Top of Study text

Recently, India experienced a tragic railway accident where we lost almost 300 lives in a three-train collision in Balasore, Odisha. As the Economist emphatically mentioned “Notwithstanding this disaster, rail travel is not especially dangerous in India, where some 20 million people take a train every day. Of the roughly 25,000 who died in train related accidents every year before the pandemic, most were run over or fell from trains. A tiny minority died in derailments or collisions. And the number of such serious incidents is decreasing. By contrast, some 300,000 people are estimated to die on India’s dangerous roads each year”. While the government is spending 1.7% of our GDP on transportation infrastructure and related investment; lack of civic sense, indiscipline and poor driver and rider training will always ensure that accidents on our highways and city roads will rule the roost. So, our government will need to ensure that the safety measures provided as well as post-accident work needs to be top notch. And it was the case with Balasore where Ashwini Vaishnaw the Minister of Railway showed outstanding disaster management skills and leadership qualities for all of us to stand up and take note.

Bottom of Study text
Top of Extracted entries

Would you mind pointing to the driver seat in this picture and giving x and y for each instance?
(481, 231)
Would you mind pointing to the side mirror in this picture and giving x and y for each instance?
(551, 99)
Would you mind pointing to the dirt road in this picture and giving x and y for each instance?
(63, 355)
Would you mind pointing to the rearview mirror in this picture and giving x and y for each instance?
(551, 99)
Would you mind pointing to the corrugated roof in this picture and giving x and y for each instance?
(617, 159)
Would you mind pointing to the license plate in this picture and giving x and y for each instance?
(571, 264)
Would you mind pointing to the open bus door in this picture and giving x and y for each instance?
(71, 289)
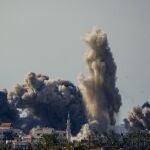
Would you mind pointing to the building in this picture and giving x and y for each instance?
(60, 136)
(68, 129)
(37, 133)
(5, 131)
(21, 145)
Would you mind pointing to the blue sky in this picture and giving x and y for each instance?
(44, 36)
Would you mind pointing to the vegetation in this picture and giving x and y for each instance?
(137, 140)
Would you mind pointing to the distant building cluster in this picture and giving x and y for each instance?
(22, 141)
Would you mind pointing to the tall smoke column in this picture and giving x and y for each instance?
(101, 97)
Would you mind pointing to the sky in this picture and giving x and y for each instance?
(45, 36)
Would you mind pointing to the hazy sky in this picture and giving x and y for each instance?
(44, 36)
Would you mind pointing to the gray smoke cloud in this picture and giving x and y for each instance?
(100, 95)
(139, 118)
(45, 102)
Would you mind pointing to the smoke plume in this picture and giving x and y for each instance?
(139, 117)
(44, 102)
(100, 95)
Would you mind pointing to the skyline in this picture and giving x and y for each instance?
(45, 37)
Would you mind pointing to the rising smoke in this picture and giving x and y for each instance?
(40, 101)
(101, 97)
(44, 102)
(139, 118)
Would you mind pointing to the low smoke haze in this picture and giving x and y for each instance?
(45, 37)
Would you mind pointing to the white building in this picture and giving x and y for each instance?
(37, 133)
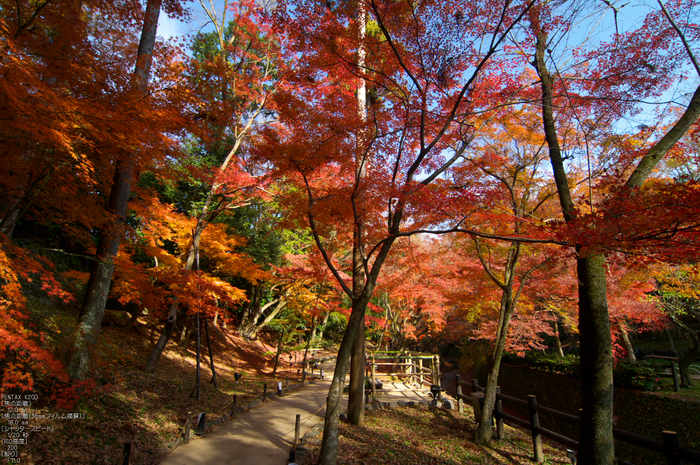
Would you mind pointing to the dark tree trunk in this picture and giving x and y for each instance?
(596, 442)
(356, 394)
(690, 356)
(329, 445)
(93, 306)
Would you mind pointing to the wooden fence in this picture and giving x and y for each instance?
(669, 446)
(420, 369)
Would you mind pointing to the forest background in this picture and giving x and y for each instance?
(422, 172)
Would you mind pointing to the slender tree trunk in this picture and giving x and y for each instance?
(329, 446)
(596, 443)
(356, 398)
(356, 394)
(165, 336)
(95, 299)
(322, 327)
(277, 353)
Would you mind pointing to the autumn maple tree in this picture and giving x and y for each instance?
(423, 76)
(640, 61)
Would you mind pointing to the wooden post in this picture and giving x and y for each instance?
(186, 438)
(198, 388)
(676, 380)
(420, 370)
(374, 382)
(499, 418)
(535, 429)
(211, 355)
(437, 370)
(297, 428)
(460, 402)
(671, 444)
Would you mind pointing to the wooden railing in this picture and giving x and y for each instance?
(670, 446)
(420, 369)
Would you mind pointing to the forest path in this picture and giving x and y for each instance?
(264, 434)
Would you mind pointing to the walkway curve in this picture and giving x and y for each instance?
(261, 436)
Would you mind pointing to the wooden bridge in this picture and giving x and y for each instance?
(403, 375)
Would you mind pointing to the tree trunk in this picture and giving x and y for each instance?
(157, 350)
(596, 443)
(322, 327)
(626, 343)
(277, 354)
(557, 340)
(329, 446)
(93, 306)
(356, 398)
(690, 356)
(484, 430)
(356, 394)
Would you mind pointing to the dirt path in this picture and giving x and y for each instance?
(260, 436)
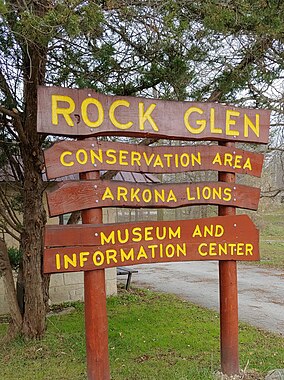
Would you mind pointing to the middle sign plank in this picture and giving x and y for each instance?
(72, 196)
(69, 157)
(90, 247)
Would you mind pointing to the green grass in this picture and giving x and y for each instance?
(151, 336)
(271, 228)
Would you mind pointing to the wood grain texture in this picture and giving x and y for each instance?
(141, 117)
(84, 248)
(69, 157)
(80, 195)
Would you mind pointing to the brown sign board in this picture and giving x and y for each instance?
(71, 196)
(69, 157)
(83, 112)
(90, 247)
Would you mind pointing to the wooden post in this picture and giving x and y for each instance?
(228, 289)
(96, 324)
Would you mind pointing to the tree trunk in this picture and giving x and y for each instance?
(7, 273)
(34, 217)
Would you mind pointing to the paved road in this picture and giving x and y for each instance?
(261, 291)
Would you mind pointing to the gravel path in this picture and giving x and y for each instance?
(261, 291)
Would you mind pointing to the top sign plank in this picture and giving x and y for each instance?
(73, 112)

Bottom of Extracted entries

◆ **Check your understanding**
- a) According to the passage on the Balasore rail accident, about how many people take a train in India every day?
- b) Extend the passage on the Balasore rail accident with a few sentences that pick up after its last one.
You can leave the items aside, since nothing here depends on them.

◆ **Results of the exercise**
- a) Some 20 million people.

- b)
Within hours of the tragedy, Mr. Vaishnaw, was on the ground and spent the next 51 hours with over 2300 staff and key personnel to focus on providing help to those who were injured and supervising the rescue operation. His presence must have been cathartic not just for all the relief workers but more so for the injured and the relatives of the victims. Before I go on to share the leadership lessons that we can learn from the handling of the relief work, here is a look into the fabulous pedigree of our railway minister who is a Rajya Sabha Member of Parliament from Odisha.
Balasore perhaps has a special place in his heart, since he started his IAS stint in the Odisha cadre, and has worked extensively in different parts of that state including serving as the District Collector of Cuttack and Balasore districts. At the time of super cyclone 1999, he managed to collect data related to real timing and place of cyclone. This data helped the Government of Odisha plan safety measures for the people. He was handpicked by our then Prime Minister Atal Bihari Vajpayee in 2003 to work as deputy secretary and then became Vajpayee’s private secretary.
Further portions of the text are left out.